**EXTRACT TO READ**:
# # #

The cracking open/releasing from the bodywork continues–mirrored by my sorting undigested bits out of my compost pile
–leaving me feeling irritated with/disconnected from close friends, needing to withdraw.
Orange blossom petals fall in drifts of fragrant “snow” as the flowering season peaks and completes itself. Tiny little green infant oranges are left behind. Still the scent of orange is everywhere, though growing less strong.
I spend some days of my “silence and solitude” week this past month doing spring clean up and feeding in my little gardens. Cutting back flowering stalks on the kale, bok choy and collard greens in the hopes of prolonging the harvest of their leaves into summer. Pulling out the scraggly arrugula that’s gone by. Loosening the soil around everything left in the vegetable patch. In the flower gardens, trimming back sages, night blooming jasmine and geraniums that are sprawling into the paths. Hoping, in that process, to encourage them to grow less leggy, more full.
It takes thirty 2-gallon buckets of diluted fish emulsion to feed all that grows around the cottage. Once a month, from March through October, I fill and carry these buckets to tend my “green family.”
This month, I also add and turn in the first big load of compost that I’ve shoveled out of the small bin in my back yard. I think it’s been almost 4 or 5 years now that I’ve had a separate bin of my own. Before that, I shared one with my occasionally visiting landlords. Kitchen food scraps, the smaller bits of pruning from the gardens, some of my fire-stove ashes and some of the walnut and sycamore leaves from around my cottage are what I’ve been feeding my little bin all these years. Marveling, each time I add something, at how the heaped up pile keeps compressing and settling enough for me to be endlessly adding to it.
Last year (I think it was) I shoveled out a small bit of the newly made earth that was spilling from the bulging hatches at the bottom of the bin. Just enough that time to allow the hatches to close properly. This time I spread an old plastic shower curtain and begin shoveling in earnest, bringing out what I guessed to be some 3 cubic feet of soil. What a wondrous, miraculous thing it is to see fresh, rich earth that’s been born out of such an odd assortment of what we ordinarily think of as garbage or waste!
I sit for some time on the shower curtain in the shade, hand sifting and sorting through each batch of earth I’ve shoveled out of the bin. I pick out an assortment of small pebbles (no idea how they’ve gotten into the mix!) and other completely undigested stuff. Avocado pits, mango pits, endless apricot, peach and plum stones from summers gone by. Some tea bag labels and “organic” labels I’ve neglected to remove before tossing used tea bags and fruit/vegetable peelings into the kitchen compost bucket that I empty into the bin each morning.
I toss a bucketful of fruit and avocado stones onto the pile of “sheet composting” out in one of the drive rows in the grove. There the tougher, more fibrous garden trimmings get piled with tree trimmings for their slower process of breaking down. Two or three times a year a tractor pulls a wide “mower” through the pile to shred these tougher bits into smaller fragments that will more easily continue the process of turning back into soil. I trust that the shredding will open and break down the fruit stones, helping them to transform as well.

# # #

**SUPPLIED INFORMATION**:

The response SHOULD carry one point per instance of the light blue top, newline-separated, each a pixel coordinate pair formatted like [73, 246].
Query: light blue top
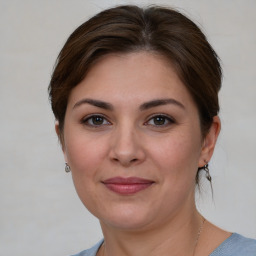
[235, 245]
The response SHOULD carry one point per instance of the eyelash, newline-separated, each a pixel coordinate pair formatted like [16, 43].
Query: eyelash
[167, 121]
[86, 121]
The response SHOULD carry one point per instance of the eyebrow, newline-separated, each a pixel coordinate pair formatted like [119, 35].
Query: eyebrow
[160, 102]
[144, 106]
[96, 103]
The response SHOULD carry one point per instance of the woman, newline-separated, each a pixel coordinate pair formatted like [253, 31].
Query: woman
[135, 96]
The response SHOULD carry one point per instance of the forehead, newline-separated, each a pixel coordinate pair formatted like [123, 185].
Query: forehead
[131, 77]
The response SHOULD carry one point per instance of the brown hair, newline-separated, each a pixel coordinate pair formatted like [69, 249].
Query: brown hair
[127, 29]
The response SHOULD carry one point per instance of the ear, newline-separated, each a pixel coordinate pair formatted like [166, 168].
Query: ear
[60, 136]
[210, 142]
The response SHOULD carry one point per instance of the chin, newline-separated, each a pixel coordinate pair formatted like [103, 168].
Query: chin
[126, 218]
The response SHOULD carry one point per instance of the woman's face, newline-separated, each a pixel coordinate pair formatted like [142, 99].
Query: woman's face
[133, 141]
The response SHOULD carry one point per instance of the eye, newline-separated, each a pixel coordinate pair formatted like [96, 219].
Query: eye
[160, 120]
[95, 120]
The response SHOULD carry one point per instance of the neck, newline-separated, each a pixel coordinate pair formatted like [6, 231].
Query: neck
[178, 236]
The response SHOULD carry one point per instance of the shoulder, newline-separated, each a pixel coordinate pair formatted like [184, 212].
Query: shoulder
[90, 252]
[236, 245]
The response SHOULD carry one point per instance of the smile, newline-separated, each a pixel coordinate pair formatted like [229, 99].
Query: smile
[127, 186]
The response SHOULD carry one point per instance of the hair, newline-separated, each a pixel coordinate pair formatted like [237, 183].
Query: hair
[127, 29]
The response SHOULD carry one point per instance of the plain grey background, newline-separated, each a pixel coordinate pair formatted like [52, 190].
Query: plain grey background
[40, 212]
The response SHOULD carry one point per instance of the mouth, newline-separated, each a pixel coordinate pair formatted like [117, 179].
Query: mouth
[127, 186]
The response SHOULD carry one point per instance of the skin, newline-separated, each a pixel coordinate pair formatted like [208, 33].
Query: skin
[126, 137]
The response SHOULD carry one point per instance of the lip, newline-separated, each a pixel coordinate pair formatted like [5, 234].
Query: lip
[127, 186]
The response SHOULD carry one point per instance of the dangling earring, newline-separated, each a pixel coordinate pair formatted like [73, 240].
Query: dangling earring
[207, 173]
[67, 167]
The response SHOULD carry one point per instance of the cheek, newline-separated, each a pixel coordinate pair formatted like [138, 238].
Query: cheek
[177, 156]
[85, 155]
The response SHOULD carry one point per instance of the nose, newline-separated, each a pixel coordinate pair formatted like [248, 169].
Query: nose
[127, 147]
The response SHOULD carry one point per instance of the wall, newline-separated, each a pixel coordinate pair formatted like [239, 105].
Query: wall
[40, 211]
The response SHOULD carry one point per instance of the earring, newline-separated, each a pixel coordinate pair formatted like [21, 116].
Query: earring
[207, 173]
[67, 167]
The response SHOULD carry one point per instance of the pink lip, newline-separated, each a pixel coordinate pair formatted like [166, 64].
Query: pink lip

# # #

**TASK REQUIREMENTS**:
**a)** Identify each line in the records above that contains the word "eyebrow", and copy those lines out.
**b)** Finish out the next part of the garden and compost journal entry, picking up after its final sentence.

**ANSWERS TO EACH TASK**:
**a)**
The response SHOULD carry one point per instance of the eyebrow, newline-separated, each a pixel coordinate pair formatted like [119, 35].
Query: eyebrow

**b)**
It’s a totally absorbing, meditative process, this sifting and picking out of the undigested (indigestible) bits. Just as the bucket carrying and trimming processes have been. My mind is empty of all thought as I work my way slowly through two long days in the gardens.
Afterward, when I’m wandering on my walks, I slip into reverie about the process that has utterly absorbed me during my days. This sorting-through-the-compost that has so engaged me seems such a clear parallel to the intense body-healing/releasing work I’ve been in the middle of, especially since my two falls over a month ago.
Like the kitchen waste and garden trimmings, much of the painful, sometimes overwhelming and devastating detritus of my earlier life has slowly been broken down and gradually been transformed. Like the newly formed earth that now feeds my garden, these transformed woundings have become the rich, fertile soil in which all the who’s that I’ve become have grown, been nourished and flourished.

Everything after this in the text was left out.